• **Exercise task**
Could you convert the stretch of rows from the line containing "Identify white shorts in the following image." through the line containing "[170,339,226,416]" into a two-column CSV headed instruction and boxes? Give one CSV line per row, with its text and its answer each in a quoted field and any line breaks turned into spaces.

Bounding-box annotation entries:
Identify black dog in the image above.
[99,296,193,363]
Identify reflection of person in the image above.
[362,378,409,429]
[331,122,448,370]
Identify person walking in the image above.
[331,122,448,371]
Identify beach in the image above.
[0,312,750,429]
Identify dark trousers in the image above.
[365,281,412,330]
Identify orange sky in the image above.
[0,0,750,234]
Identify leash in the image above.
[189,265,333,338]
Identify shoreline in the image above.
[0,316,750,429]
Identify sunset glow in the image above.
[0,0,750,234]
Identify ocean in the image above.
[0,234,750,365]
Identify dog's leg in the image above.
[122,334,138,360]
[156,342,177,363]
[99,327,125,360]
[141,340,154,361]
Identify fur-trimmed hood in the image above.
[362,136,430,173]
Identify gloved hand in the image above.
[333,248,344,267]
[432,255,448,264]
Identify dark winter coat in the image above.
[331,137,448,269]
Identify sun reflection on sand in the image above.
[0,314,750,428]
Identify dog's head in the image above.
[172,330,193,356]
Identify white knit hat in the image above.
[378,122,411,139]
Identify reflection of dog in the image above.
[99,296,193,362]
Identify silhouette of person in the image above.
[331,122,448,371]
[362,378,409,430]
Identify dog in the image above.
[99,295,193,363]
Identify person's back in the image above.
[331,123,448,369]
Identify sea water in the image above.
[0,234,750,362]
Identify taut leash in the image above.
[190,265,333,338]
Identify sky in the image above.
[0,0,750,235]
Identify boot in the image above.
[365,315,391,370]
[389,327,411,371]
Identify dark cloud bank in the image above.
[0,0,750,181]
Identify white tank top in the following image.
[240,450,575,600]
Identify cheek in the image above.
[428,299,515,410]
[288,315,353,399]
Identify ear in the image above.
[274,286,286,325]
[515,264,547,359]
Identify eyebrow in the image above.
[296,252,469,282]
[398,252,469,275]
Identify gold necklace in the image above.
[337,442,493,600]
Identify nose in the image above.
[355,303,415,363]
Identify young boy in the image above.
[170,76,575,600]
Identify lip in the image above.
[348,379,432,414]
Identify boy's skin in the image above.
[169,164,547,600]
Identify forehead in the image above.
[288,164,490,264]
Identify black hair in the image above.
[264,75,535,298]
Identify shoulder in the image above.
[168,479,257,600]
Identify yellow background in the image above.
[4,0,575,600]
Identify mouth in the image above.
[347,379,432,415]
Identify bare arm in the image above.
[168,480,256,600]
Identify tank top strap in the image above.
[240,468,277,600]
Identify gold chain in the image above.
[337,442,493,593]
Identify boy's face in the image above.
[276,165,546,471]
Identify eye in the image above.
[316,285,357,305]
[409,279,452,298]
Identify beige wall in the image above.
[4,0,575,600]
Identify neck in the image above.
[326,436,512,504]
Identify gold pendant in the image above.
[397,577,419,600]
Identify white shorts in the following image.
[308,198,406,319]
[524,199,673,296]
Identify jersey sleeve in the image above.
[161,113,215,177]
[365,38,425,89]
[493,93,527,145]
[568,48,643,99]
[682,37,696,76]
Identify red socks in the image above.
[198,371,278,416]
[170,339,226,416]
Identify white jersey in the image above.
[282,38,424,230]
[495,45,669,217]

• **Finished exercise**
instruction,boxes
"Identify white shorts in the following image.","[308,198,406,319] [524,199,673,296]"
"Identify jersey sleeve in the image above.","[161,113,215,177] [365,38,425,89] [493,93,527,145] [568,48,643,99] [682,37,696,76]"
"Identify red socks in the image above.","[198,371,278,416] [170,339,226,416]"